» **Exercise requirements**
Could every line below be transcribed exactly, with the pictures dropped?

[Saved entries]
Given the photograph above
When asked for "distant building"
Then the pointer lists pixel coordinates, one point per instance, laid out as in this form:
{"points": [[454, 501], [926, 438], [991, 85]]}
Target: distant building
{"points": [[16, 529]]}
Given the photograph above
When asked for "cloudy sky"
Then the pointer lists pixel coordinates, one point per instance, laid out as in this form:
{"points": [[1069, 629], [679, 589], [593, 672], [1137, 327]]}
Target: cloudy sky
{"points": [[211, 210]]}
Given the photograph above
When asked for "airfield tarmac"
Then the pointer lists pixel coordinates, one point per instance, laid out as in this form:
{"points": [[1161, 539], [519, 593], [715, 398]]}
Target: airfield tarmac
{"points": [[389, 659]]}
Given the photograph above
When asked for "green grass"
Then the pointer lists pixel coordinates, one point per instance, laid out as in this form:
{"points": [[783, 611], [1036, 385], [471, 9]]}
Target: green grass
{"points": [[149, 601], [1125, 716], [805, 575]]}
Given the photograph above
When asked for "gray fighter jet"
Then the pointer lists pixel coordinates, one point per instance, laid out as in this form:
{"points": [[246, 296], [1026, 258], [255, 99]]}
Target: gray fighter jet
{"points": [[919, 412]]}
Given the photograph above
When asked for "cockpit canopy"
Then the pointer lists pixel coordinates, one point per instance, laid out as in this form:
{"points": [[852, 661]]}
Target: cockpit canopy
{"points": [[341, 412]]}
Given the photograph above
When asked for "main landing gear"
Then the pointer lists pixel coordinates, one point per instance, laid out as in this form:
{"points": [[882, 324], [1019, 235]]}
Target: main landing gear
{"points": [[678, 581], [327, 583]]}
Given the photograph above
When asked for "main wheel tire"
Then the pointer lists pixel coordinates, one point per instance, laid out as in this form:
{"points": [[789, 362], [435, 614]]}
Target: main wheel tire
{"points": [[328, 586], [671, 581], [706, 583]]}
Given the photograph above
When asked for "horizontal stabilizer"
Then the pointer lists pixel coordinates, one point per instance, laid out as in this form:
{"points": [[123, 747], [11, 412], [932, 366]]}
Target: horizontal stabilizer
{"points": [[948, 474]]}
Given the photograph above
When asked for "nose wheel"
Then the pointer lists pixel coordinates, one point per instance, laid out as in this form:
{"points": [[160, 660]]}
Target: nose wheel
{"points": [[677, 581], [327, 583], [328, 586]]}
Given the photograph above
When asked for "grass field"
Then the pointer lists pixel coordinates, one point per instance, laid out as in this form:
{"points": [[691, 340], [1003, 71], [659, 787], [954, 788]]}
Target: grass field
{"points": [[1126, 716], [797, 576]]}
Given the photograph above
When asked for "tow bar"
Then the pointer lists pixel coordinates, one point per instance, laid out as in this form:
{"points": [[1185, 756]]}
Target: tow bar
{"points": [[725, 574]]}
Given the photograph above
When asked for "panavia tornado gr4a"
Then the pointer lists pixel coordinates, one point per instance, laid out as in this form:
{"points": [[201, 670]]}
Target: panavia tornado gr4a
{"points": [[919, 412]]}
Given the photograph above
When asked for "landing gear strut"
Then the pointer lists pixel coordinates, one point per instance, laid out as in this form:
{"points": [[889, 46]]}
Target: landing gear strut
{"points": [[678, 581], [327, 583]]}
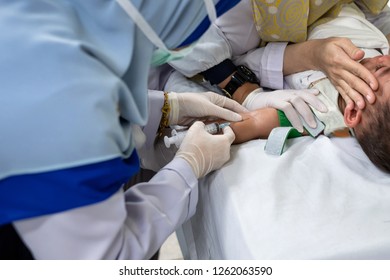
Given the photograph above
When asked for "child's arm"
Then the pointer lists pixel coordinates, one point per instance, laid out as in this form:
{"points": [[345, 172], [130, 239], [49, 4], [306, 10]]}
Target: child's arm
{"points": [[255, 124]]}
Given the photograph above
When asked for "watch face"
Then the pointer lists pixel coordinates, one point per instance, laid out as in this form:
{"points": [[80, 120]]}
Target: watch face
{"points": [[247, 74]]}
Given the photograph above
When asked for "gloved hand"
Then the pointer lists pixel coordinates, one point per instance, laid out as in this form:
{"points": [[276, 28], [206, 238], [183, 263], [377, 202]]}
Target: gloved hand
{"points": [[187, 107], [291, 102], [203, 151]]}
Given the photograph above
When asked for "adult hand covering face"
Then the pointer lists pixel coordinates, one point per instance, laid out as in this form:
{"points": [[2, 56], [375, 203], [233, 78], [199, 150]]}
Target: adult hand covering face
{"points": [[291, 102], [187, 107], [203, 151]]}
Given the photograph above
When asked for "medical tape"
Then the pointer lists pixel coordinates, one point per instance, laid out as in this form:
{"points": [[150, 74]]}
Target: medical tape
{"points": [[276, 140], [279, 135]]}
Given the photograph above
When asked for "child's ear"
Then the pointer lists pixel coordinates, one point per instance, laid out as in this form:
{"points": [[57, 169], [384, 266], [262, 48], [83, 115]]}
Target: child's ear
{"points": [[352, 116]]}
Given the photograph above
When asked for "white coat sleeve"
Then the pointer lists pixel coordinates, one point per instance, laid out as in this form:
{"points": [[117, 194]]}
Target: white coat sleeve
{"points": [[130, 225]]}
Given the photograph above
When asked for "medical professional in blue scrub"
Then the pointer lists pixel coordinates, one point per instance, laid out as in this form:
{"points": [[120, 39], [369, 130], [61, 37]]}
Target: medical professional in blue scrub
{"points": [[74, 105]]}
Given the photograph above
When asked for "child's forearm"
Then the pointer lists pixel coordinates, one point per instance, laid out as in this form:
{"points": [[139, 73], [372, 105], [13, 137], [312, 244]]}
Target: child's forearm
{"points": [[256, 124]]}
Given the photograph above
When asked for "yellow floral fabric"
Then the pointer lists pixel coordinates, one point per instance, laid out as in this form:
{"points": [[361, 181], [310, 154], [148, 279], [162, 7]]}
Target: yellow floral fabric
{"points": [[290, 20]]}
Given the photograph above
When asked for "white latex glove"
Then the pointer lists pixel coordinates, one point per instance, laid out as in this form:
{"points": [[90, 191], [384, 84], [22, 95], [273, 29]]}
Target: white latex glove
{"points": [[203, 151], [187, 107], [291, 102]]}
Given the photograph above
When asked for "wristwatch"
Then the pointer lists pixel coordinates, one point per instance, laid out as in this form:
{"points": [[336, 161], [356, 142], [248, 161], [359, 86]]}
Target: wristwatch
{"points": [[242, 75]]}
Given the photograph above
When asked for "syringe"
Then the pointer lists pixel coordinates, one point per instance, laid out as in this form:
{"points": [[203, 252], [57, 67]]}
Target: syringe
{"points": [[178, 136]]}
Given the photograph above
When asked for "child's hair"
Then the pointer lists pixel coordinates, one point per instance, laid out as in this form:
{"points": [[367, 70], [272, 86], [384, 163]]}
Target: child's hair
{"points": [[374, 133]]}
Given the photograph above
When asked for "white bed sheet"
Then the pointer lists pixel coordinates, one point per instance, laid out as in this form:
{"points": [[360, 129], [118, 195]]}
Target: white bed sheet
{"points": [[322, 199]]}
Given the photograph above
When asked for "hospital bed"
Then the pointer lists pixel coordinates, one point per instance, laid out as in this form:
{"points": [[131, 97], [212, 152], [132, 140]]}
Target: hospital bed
{"points": [[321, 199]]}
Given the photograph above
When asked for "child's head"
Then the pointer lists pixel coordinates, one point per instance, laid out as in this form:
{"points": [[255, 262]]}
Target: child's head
{"points": [[372, 124]]}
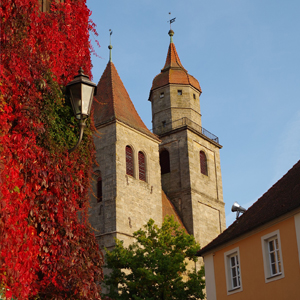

» **Result**
Given the photograph above
When asked for "distant building"
Then the pointer lists pixel coordinates, one point per instance, laid out as in this form:
{"points": [[454, 501], [926, 438], [991, 85]]}
Target: distant building
{"points": [[16, 529]]}
Given the photograph above
When asked for "cloudy sky"
Then the pointer lists pixel coordinates, one point per instance, laid out as in this form:
{"points": [[1069, 629], [679, 589], [593, 672], [1137, 327]]}
Target: cloudy sky
{"points": [[211, 210]]}
Given the photograph above
When asked for "airfield tarmac"
Then the pointer lists pixel coordinates, one point per instance, laid out as in this form:
{"points": [[1161, 539], [519, 593], [715, 398]]}
Target: airfield tarmac
{"points": [[389, 659]]}
Given the photograph above
When asked for "green grass"
Then the pointer lists pixel coordinates, one point per instance, laid out as in this form:
{"points": [[783, 611], [1036, 385], [471, 9]]}
Target: green grass
{"points": [[149, 601], [1125, 716], [805, 575]]}
Given the photograph above
When asked for "gray fighter jet"
Then the pointer lists pixel coordinates, one point per instance, laid out as in this form:
{"points": [[246, 296], [1026, 258], [255, 99]]}
Target: gray fighter jet
{"points": [[919, 412]]}
Given the photograph above
When asked for "cockpit canopy"
Then the pointer lists pixel coordinates, one point per instance, laid out as in this form:
{"points": [[852, 661]]}
Target: cockpit canopy
{"points": [[341, 412]]}
Given the photograph above
When asked for "main landing gear"
Then the pointer lists pixel coordinates, one point per instance, laid out as in this form:
{"points": [[882, 324], [1019, 235]]}
Target: main landing gear
{"points": [[678, 581], [327, 583]]}
Given the photograph above
When asked for "main wheel tire"
Then the pointer lists pixel coordinates, one point per instance, laid out as in this form:
{"points": [[789, 362], [435, 614]]}
Target: main wheel tire
{"points": [[328, 586], [671, 581], [706, 583]]}
Given the photograph above
When asked for "horizontal stabilizer"
Then the pointer lists pixel coordinates, one point per instance, laid out as in this form:
{"points": [[123, 747], [11, 412], [932, 366]]}
Target: horizontal stabilizer
{"points": [[948, 474]]}
Given the photograph above
When asked for "nose wheel"
Then the pointer lists pixel coordinates, one point per instance, laid out as in this form:
{"points": [[160, 660]]}
Target: nose wheel
{"points": [[677, 581], [327, 583], [328, 586]]}
Given the photograph above
When asked for "grass field"
Then the pointer lists pixel coordinates, one point per instance, laid out as in this form:
{"points": [[691, 340], [1003, 71], [659, 787], [954, 788]]}
Target: grass field
{"points": [[1126, 716], [797, 576]]}
Given the photograph above
When asked for "tow bar"
Then the pointer lists pixel coordinates, one point per instance, laid out as in this form:
{"points": [[1185, 756]]}
Target: tow bar
{"points": [[725, 574]]}
Given the photograph above
When asked for "panavia tornado gr4a"
Then the pointer lists pixel coordinates, one point per instance, laid out as in this form:
{"points": [[201, 670]]}
Target: panavia tornado gr4a
{"points": [[919, 412]]}
Given the photograph above
When asked for "landing gear strut"
Then the pointer lists pixel coordinates, one point per instance, laid out as in this form:
{"points": [[889, 46]]}
Target: landing gear strut
{"points": [[678, 581], [327, 583]]}
Given the photograph above
When asked for "child's arm"
Then the pointer lists pixel coordinates, one point per instance, laid out as in this form:
{"points": [[345, 172], [130, 239], [49, 4], [306, 10]]}
Target: child's arm
{"points": [[255, 124]]}
Given the photograph above
When asked for "watch face"
Then the pointer lists pixel coordinates, one point per instance, laid out as in this form:
{"points": [[80, 120]]}
Target: watch face
{"points": [[247, 74]]}
Given the photograph above
When asked for "gloved hand"
Then the pointer lists pixel coordinates, one point per instance, laid out as in this form:
{"points": [[276, 28], [206, 238], [183, 263], [377, 202]]}
Target: gloved hand
{"points": [[187, 107], [291, 102], [203, 151]]}
Given the photograph above
When asked for "adult hand covering face"
Then the pointer lists pixel coordinates, one point per instance, laid out as in this form:
{"points": [[2, 56], [375, 203], [233, 78], [199, 150]]}
Target: adult hand covering face
{"points": [[291, 102], [187, 107], [203, 151]]}
Given the photograph above
When asked for "medical tape"
Then the pointer lists pixel coordinates, one point per instance, laid out as in this form:
{"points": [[150, 74]]}
Target: medical tape
{"points": [[276, 140], [279, 135]]}
Given the photograph above
When asked for "child's ear"
Then the pointer lists pixel coordinates, one point per instance, laid out as in this form:
{"points": [[57, 169], [384, 266], [262, 48], [83, 115]]}
Target: child's ear
{"points": [[352, 116]]}
Given the photograph above
When asked for "white coat sleeve"
Then the pointer lists pixel coordinates, one point per instance, laid out as in this form:
{"points": [[117, 194]]}
Target: white coat sleeve
{"points": [[130, 225]]}
Given the photograph above
When asked for "medical professional in blue scrub"
Then the pointer lists pixel coordinates, one point per instance, laid out as in this form:
{"points": [[120, 39], [369, 130], [61, 37]]}
Target: medical professional in blue scrub
{"points": [[74, 105]]}
Given the photograph above
When asked for "child's forearm"
Then the pointer lists pixel coordinates, one point per instance, laid out as in this form:
{"points": [[139, 73], [372, 105], [13, 137], [312, 244]]}
Target: child's forearm
{"points": [[256, 124]]}
Given the photograph above
When asked for "yellow floral fabric"
Then the pointer lists pixel coordinates, one point per instance, laid out as in this form:
{"points": [[361, 181], [310, 154], [148, 279], [162, 7]]}
Target: yellow floral fabric
{"points": [[290, 20]]}
Given the photograph above
When asked for "white latex glove"
Then the pointer lists pixel coordinates, one point per instance, laid out as in this form:
{"points": [[90, 191], [384, 84], [22, 95], [273, 29]]}
Target: white latex glove
{"points": [[203, 151], [187, 107], [291, 102]]}
Given the photograph above
When asked for "wristwatch"
Then the pointer lists pixel coordinates, one point per instance, laid out as in this form:
{"points": [[336, 161], [356, 142], [248, 161], [359, 86]]}
Target: wristwatch
{"points": [[242, 75]]}
Given the photograph above
When asked for "syringe"
Then the pointer lists pixel coordinates, one point per instance, laid out as in this form:
{"points": [[203, 252], [57, 67]]}
Target: syringe
{"points": [[178, 136]]}
Given the photograph above
When asked for "child's hair"
Then the pointer lists pixel coordinates, one point per instance, laid out as in this form:
{"points": [[367, 70], [272, 86], [384, 163]]}
Target: child's hair
{"points": [[374, 133]]}
Given the photograph above
When asked for "white bed sheet"
Then the pointer lists pixel coordinates, one point per instance, laid out as in this form:
{"points": [[360, 129], [118, 195]]}
Target: white bed sheet
{"points": [[322, 199]]}
Given the photograph above
When asked for "hospital bed"
Then the pointer lists pixel coordinates, one point per instance, laid out as in this form:
{"points": [[131, 97], [212, 152], [132, 140]]}
Target: hospital bed
{"points": [[321, 199]]}
Given the photograph above
When asked for "child's head"
Then the pointer lists pixel coordinates, one point per instance, laid out as in this form:
{"points": [[255, 262]]}
Target: child's head
{"points": [[372, 124]]}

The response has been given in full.